Start of Excerpt

Senior judge surprised at not being consulted over bail changes
One of the country's most senior criminal law judges has expressed surprise that he was not consulted about major changes to High Court bail procedures.
Yesterday Mr Justice Paul Butler, who presides over High Court bail applications, announced he would no longer be in charge of the weekly list of cases.
It is understood the High Court bail list will shortly be taken over by newly appointed High Court President Mr Justice Peter Kelly, who introduced the new rules late last week after spending time covering the list himself.
Judge Butler, who thanked lawyers for acting in the best interests of their clients, said that "for better or for worse" the new "regime change" was introduced "without reference to or consultation with me".
Judge Butler, the lead judge on the Special Criminal Court, said the new rules "may turn out to be good, bad or indifferent", adding that the changes reminded him of the non-binding remarks of the late Chief Justice Cearbhail Ó Dálaigh "to the effect that the rules of court are servants of justice, not its master".

End of Excerpt
Start of Information

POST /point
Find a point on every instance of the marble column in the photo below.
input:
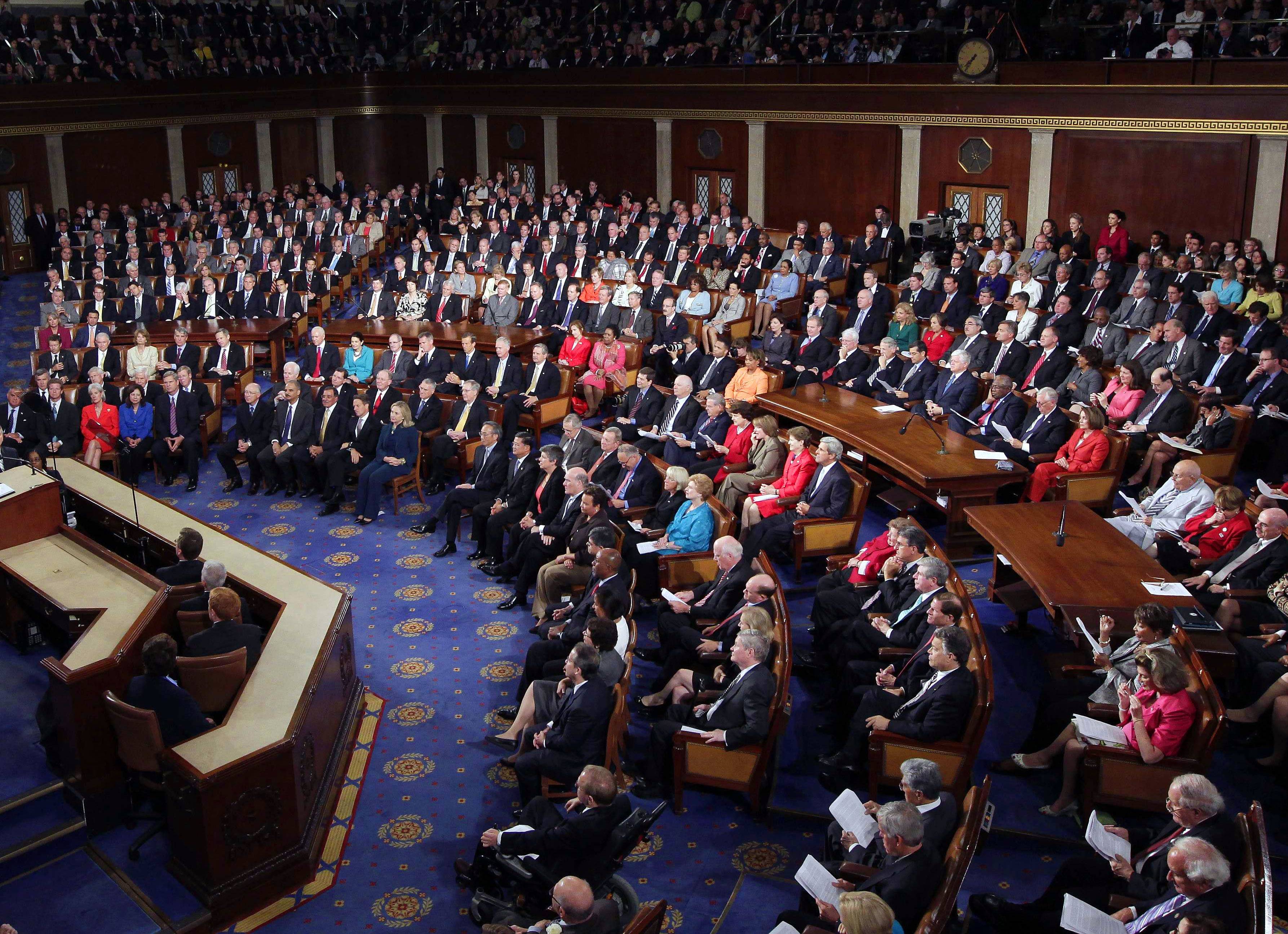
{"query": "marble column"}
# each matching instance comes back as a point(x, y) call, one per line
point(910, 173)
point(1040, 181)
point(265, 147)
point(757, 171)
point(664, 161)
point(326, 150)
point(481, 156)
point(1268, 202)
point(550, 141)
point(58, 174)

End of Information
Start of Information

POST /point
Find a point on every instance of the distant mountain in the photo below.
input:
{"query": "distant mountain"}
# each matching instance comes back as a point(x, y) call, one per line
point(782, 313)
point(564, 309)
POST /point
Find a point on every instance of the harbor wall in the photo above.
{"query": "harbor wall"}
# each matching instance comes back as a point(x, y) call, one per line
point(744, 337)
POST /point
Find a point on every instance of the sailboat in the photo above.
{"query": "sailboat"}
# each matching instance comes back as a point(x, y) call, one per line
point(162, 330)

End of Information

- [List of tasks]:
1. According to the article on the High Court bail changes, who is expected to take over the weekly bail list?
2. Write the next few sentences of the article on the High Court bail changes, picking up after its final sentence.

- [Response list]:
1. Newly appointed High Court President Mr Justice Peter Kelly is expected to take over the list.

2.
Occupants of the court burst into spontaneous applause at his remarks.
There are fears the new regime could delay applications for bail as they may lead to suspects being detained in custody for longer periods as they seek to comply with the new requirements.
Under the practice direction issued late last week, suspects seeking bail will have to personally swear the court statement (affidavit) grounding their application for release pending trial. At present, due to their incarceration, High Court bail applications are, for the most part, sworn by their solicitors.
However, it is feared that, under the new rules, it may take much longer for solicitors to consult with clients and to draw up affidavits which must then be sworn by a solicitor from another firm.
From Monday next, the Central Office of the High Court will not provide a court date for a bail hearing unless an application - with 12 strict requirements - is sworn by the suspect seeking bail.
Legal experts fear the revised process could delay a full bail hearing for suspects by up to two to three weeks.
Under the new rules, the days for hearing Dublin and "country" bails will be changed.
Remand prisoners detained in Dublin prisons will not be allowed to adjourn their cases to a day that non-Dublin prisoners are being dealt with; similar rules will apply to prisoners detained in prisons outside of Dublin. This move is said to be motivated by concerns for the welfare of prisoners spending long periods of time in prison vans or cells as they await their bail cases, which are often adjourned, to be heard.
The Law Society was not consulted in advance about the new regime.